*** Material provided

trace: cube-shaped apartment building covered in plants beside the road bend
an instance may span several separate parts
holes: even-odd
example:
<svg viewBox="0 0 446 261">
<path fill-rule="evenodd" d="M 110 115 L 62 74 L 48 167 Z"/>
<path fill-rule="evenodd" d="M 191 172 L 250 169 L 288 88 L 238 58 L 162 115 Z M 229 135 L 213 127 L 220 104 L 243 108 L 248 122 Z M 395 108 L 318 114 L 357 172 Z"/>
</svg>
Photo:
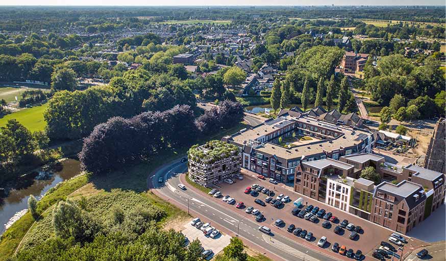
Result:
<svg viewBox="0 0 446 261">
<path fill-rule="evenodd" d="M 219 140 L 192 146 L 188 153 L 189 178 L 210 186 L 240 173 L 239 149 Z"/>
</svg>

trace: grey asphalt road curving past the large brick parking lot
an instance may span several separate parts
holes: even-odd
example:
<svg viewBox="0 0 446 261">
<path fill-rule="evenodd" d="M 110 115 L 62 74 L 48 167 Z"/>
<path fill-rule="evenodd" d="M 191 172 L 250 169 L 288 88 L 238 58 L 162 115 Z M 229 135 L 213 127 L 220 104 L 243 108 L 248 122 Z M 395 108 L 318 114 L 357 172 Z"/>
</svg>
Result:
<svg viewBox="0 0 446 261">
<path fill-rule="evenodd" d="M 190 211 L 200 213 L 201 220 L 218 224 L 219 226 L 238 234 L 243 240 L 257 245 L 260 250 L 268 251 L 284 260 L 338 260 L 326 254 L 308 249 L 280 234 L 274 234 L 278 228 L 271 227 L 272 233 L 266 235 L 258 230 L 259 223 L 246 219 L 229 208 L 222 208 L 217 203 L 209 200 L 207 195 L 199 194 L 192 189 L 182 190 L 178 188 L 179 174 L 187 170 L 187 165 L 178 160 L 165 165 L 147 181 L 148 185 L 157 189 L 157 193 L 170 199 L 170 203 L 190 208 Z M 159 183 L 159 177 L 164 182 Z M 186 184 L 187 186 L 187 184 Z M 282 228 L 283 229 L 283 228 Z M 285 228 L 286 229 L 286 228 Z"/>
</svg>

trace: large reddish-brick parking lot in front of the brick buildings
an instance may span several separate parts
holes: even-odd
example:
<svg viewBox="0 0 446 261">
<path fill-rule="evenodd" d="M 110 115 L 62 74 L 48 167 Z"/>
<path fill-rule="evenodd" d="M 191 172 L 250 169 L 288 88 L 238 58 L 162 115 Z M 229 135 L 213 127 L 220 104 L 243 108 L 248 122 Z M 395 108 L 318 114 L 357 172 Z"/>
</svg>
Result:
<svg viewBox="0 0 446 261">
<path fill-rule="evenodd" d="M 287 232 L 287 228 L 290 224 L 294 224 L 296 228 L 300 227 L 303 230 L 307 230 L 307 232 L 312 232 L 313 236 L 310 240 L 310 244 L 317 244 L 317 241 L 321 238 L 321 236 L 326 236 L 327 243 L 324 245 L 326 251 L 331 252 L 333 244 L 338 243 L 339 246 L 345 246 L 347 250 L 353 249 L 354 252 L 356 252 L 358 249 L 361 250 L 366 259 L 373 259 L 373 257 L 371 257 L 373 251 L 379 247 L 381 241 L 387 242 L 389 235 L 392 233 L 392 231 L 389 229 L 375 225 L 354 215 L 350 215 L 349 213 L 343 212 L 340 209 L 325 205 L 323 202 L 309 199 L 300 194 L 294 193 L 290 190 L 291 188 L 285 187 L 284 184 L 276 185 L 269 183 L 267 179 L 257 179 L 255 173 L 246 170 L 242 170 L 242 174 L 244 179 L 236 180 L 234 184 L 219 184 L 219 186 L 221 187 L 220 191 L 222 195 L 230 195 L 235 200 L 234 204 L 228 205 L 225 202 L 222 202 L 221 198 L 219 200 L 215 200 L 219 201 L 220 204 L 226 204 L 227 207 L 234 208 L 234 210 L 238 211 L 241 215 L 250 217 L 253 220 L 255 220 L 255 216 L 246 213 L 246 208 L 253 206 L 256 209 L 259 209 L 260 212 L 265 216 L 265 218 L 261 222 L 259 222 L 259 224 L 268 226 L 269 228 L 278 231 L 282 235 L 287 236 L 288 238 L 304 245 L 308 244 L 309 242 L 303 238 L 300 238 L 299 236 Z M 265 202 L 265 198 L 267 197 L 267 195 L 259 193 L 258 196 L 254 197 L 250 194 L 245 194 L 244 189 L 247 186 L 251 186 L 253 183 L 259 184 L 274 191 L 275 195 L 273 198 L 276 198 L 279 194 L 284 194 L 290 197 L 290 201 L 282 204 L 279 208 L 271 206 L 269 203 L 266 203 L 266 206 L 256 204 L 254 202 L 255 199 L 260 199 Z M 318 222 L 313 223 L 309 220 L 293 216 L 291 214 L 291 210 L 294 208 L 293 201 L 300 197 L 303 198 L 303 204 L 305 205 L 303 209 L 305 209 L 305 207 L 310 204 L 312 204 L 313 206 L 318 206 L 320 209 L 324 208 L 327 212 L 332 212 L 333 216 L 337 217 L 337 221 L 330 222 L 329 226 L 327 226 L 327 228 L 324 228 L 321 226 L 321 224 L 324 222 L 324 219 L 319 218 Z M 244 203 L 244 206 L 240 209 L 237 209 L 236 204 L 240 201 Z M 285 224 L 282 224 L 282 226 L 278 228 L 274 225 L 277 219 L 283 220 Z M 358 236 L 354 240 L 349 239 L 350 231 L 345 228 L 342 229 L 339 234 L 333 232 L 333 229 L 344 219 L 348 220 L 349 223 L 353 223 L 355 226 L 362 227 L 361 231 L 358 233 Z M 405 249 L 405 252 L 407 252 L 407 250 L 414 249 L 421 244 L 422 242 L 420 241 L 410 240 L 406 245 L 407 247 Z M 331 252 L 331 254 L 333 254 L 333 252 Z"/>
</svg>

******

* Problem to solve: Although the records contain pictures, the copy should hold only their text, reproduced exactly.

* Exercise response:
trace: cube-shaped apartment building covered in plants beside the road bend
an instance may span several separate parts
holes: even-odd
example:
<svg viewBox="0 0 446 261">
<path fill-rule="evenodd" d="M 110 115 L 62 74 L 48 167 Z"/>
<path fill-rule="evenodd" d="M 191 172 L 250 169 L 288 88 L 238 58 L 162 115 Z M 229 135 L 213 127 L 220 104 L 243 108 L 248 122 Z M 395 108 L 318 114 L 357 172 Z"/>
</svg>
Photo:
Result:
<svg viewBox="0 0 446 261">
<path fill-rule="evenodd" d="M 219 140 L 192 146 L 188 153 L 189 178 L 210 186 L 240 173 L 239 149 Z"/>
</svg>

trace: grey asphalt road curving past the large brick parking lot
an instance may span several separate parts
holes: even-odd
example:
<svg viewBox="0 0 446 261">
<path fill-rule="evenodd" d="M 110 115 L 62 74 L 48 167 Z"/>
<path fill-rule="evenodd" d="M 191 172 L 250 169 L 288 88 L 238 58 L 162 115 Z M 229 135 L 213 127 L 220 104 L 243 108 L 248 122 Z M 395 108 L 318 114 L 357 172 Z"/>
</svg>
Result:
<svg viewBox="0 0 446 261">
<path fill-rule="evenodd" d="M 190 211 L 200 213 L 201 220 L 218 224 L 219 226 L 238 234 L 243 240 L 257 245 L 260 250 L 268 251 L 284 260 L 338 260 L 326 254 L 308 249 L 280 234 L 274 234 L 278 228 L 271 227 L 272 233 L 266 235 L 258 230 L 259 223 L 246 219 L 229 208 L 222 208 L 217 203 L 209 200 L 207 195 L 199 194 L 192 189 L 182 190 L 178 188 L 179 174 L 187 170 L 187 165 L 178 160 L 165 165 L 147 181 L 148 185 L 157 189 L 157 193 L 170 199 L 170 203 L 190 208 Z M 159 183 L 159 177 L 164 182 Z M 186 184 L 187 186 L 187 184 Z M 282 228 L 283 229 L 283 228 Z M 285 228 L 286 229 L 286 228 Z"/>
</svg>

trace: large reddish-brick parking lot in front of the brick buildings
an instance may span several separate parts
holes: even-odd
example:
<svg viewBox="0 0 446 261">
<path fill-rule="evenodd" d="M 110 115 L 62 74 L 48 167 Z"/>
<path fill-rule="evenodd" d="M 191 172 L 250 169 L 288 88 L 238 58 L 162 115 Z M 229 135 L 213 127 L 220 104 L 243 108 L 248 122 Z M 395 108 L 318 114 L 357 172 Z"/>
</svg>
Result:
<svg viewBox="0 0 446 261">
<path fill-rule="evenodd" d="M 287 232 L 287 228 L 290 224 L 294 224 L 296 228 L 300 227 L 303 230 L 307 230 L 307 232 L 312 232 L 313 236 L 310 240 L 310 244 L 317 244 L 317 241 L 321 238 L 321 236 L 326 236 L 327 243 L 324 245 L 326 251 L 331 252 L 333 244 L 338 243 L 339 246 L 345 246 L 347 250 L 353 249 L 354 252 L 356 252 L 358 249 L 361 250 L 366 259 L 373 259 L 373 257 L 371 257 L 373 251 L 379 247 L 381 241 L 387 242 L 389 235 L 392 233 L 392 231 L 389 229 L 375 225 L 354 215 L 350 215 L 349 213 L 343 212 L 340 209 L 325 205 L 323 202 L 309 199 L 300 194 L 294 193 L 290 190 L 291 188 L 285 187 L 284 184 L 276 185 L 269 183 L 267 179 L 257 179 L 255 173 L 246 170 L 242 170 L 242 174 L 244 179 L 236 180 L 234 184 L 219 184 L 219 186 L 221 187 L 220 191 L 222 195 L 230 195 L 235 200 L 234 204 L 228 205 L 225 202 L 222 202 L 221 198 L 219 200 L 215 200 L 219 201 L 220 204 L 226 204 L 227 207 L 234 208 L 234 210 L 238 211 L 241 215 L 250 217 L 253 220 L 255 220 L 255 216 L 246 213 L 246 208 L 253 206 L 256 209 L 259 209 L 260 212 L 265 216 L 265 218 L 261 222 L 259 222 L 259 224 L 268 226 L 269 228 L 278 231 L 282 235 L 287 236 L 288 238 L 304 245 L 308 244 L 309 242 L 303 238 L 300 238 L 299 236 Z M 265 202 L 265 198 L 267 197 L 267 195 L 259 193 L 258 196 L 254 197 L 250 194 L 245 194 L 244 189 L 247 186 L 251 186 L 253 183 L 259 184 L 274 191 L 275 195 L 273 198 L 276 198 L 279 194 L 284 194 L 290 197 L 290 201 L 282 204 L 279 208 L 271 206 L 269 203 L 266 203 L 266 206 L 256 204 L 254 202 L 255 199 L 260 199 Z M 318 222 L 313 223 L 309 220 L 293 216 L 291 214 L 291 210 L 294 208 L 293 201 L 300 197 L 303 198 L 303 204 L 305 205 L 303 209 L 305 209 L 305 207 L 310 204 L 312 204 L 313 206 L 318 206 L 320 209 L 324 208 L 327 212 L 332 212 L 333 216 L 337 217 L 337 221 L 330 222 L 329 226 L 327 226 L 327 228 L 324 228 L 321 226 L 321 224 L 324 222 L 324 219 L 319 218 Z M 244 203 L 244 206 L 240 209 L 237 209 L 236 204 L 240 201 Z M 285 224 L 282 224 L 282 226 L 278 228 L 274 225 L 277 219 L 283 220 Z M 358 236 L 354 240 L 349 239 L 350 231 L 345 228 L 342 229 L 339 234 L 333 232 L 333 229 L 344 219 L 348 220 L 349 223 L 353 223 L 355 226 L 362 227 L 361 231 L 358 233 Z M 405 249 L 405 252 L 407 252 L 407 250 L 414 249 L 421 244 L 422 242 L 420 241 L 410 240 L 406 245 L 407 247 Z M 331 252 L 331 254 L 333 254 L 333 252 Z"/>
</svg>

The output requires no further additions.